[Exercise aim] Repeat the listing verbatim, beginning at its first line and stopping after the line that contains "x=448 y=241". Omit the pictures from your reply.

Location identification entries
########
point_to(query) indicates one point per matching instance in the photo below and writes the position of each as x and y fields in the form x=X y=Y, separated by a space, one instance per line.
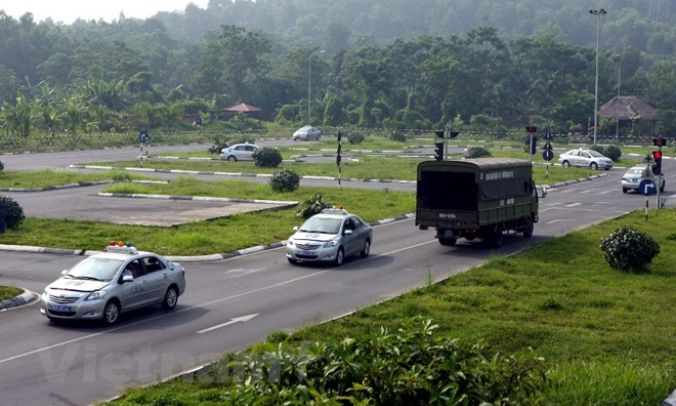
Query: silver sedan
x=330 y=236
x=586 y=158
x=105 y=285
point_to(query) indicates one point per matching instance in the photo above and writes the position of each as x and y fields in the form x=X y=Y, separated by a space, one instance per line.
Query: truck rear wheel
x=528 y=231
x=448 y=241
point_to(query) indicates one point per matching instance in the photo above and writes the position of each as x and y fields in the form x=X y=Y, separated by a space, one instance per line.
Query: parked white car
x=307 y=133
x=239 y=152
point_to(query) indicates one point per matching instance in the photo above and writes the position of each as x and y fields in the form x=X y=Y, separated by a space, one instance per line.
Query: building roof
x=242 y=107
x=628 y=108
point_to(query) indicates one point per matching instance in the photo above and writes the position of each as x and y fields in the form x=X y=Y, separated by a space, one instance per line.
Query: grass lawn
x=207 y=237
x=606 y=336
x=48 y=177
x=389 y=168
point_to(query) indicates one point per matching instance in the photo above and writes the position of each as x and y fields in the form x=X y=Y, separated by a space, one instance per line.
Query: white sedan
x=239 y=152
x=105 y=285
x=585 y=158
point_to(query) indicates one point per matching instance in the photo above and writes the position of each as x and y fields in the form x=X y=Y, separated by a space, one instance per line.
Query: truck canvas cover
x=467 y=192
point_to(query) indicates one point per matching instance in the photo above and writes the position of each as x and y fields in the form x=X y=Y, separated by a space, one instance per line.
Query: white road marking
x=242 y=319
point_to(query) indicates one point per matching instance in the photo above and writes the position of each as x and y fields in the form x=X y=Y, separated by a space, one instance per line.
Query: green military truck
x=476 y=198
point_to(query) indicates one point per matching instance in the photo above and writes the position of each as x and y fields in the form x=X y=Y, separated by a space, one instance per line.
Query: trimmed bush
x=628 y=249
x=13 y=212
x=285 y=180
x=613 y=152
x=355 y=138
x=313 y=205
x=267 y=157
x=477 y=152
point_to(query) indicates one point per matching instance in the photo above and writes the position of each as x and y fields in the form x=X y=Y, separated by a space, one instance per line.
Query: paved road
x=46 y=364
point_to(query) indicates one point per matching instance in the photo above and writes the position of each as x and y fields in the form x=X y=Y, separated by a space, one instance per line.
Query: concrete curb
x=26 y=297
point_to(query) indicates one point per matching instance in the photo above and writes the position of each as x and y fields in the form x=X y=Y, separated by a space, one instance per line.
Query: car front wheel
x=367 y=249
x=340 y=256
x=170 y=298
x=111 y=313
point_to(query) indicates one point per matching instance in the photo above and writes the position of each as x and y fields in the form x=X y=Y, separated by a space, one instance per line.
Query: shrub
x=285 y=180
x=311 y=206
x=355 y=138
x=13 y=212
x=267 y=157
x=628 y=249
x=477 y=152
x=613 y=152
x=398 y=136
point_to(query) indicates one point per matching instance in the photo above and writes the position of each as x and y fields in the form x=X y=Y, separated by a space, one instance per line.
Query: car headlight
x=331 y=243
x=98 y=295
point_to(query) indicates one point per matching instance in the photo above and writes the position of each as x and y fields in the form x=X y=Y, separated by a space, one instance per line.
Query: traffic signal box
x=657 y=166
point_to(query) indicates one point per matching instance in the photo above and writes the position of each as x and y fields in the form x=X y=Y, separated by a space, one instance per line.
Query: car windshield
x=321 y=225
x=92 y=268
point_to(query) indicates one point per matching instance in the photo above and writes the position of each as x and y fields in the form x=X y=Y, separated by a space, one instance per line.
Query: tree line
x=96 y=76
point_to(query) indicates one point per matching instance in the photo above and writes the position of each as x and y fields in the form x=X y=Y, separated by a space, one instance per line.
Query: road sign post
x=647 y=188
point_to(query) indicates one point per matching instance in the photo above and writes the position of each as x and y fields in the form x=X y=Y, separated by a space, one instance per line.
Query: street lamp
x=309 y=84
x=598 y=13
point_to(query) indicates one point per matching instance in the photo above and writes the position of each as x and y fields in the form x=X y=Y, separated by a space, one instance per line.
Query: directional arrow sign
x=647 y=187
x=242 y=319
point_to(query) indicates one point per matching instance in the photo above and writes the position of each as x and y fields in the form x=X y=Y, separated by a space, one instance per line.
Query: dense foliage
x=311 y=206
x=267 y=157
x=477 y=152
x=415 y=66
x=628 y=249
x=284 y=181
x=407 y=366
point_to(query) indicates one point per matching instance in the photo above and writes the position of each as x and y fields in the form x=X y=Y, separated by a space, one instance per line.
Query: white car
x=585 y=158
x=330 y=236
x=307 y=133
x=103 y=286
x=239 y=152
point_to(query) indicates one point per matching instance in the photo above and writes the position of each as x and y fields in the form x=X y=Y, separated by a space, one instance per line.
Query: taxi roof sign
x=335 y=211
x=121 y=250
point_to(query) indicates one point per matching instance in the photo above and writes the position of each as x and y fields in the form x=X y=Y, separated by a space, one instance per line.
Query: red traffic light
x=660 y=142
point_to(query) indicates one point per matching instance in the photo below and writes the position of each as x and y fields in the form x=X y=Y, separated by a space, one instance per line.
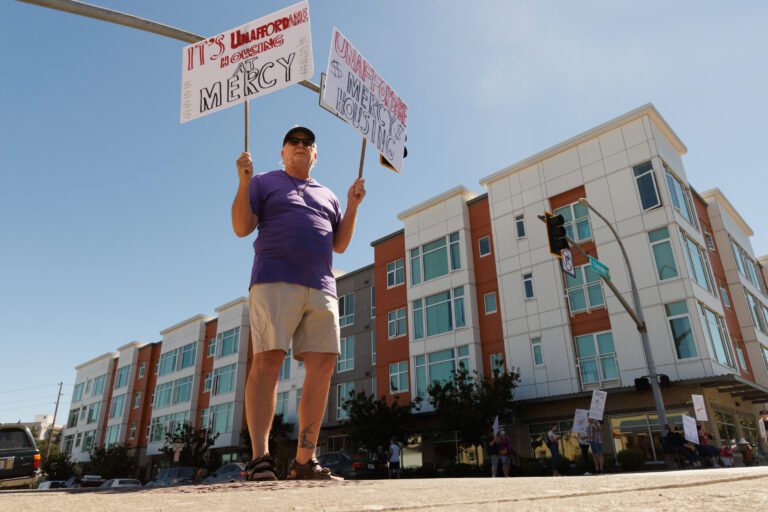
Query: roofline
x=458 y=190
x=230 y=304
x=108 y=355
x=387 y=237
x=646 y=110
x=195 y=318
x=132 y=344
x=717 y=195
########
[Written response]
point_to(query) indicates one point per matching instance in the photo below and writes the position of each as x and y fields in the form x=X y=Y, separated by a space, one instance per line.
Query: silver sedan
x=330 y=236
x=586 y=158
x=105 y=285
point_to(query) indicates one point per matching instance in the photo above and writes the position of each as x and y fields in the form x=X y=Y, separated by a space, one instance per line.
Query: truck rear wheel
x=528 y=231
x=448 y=241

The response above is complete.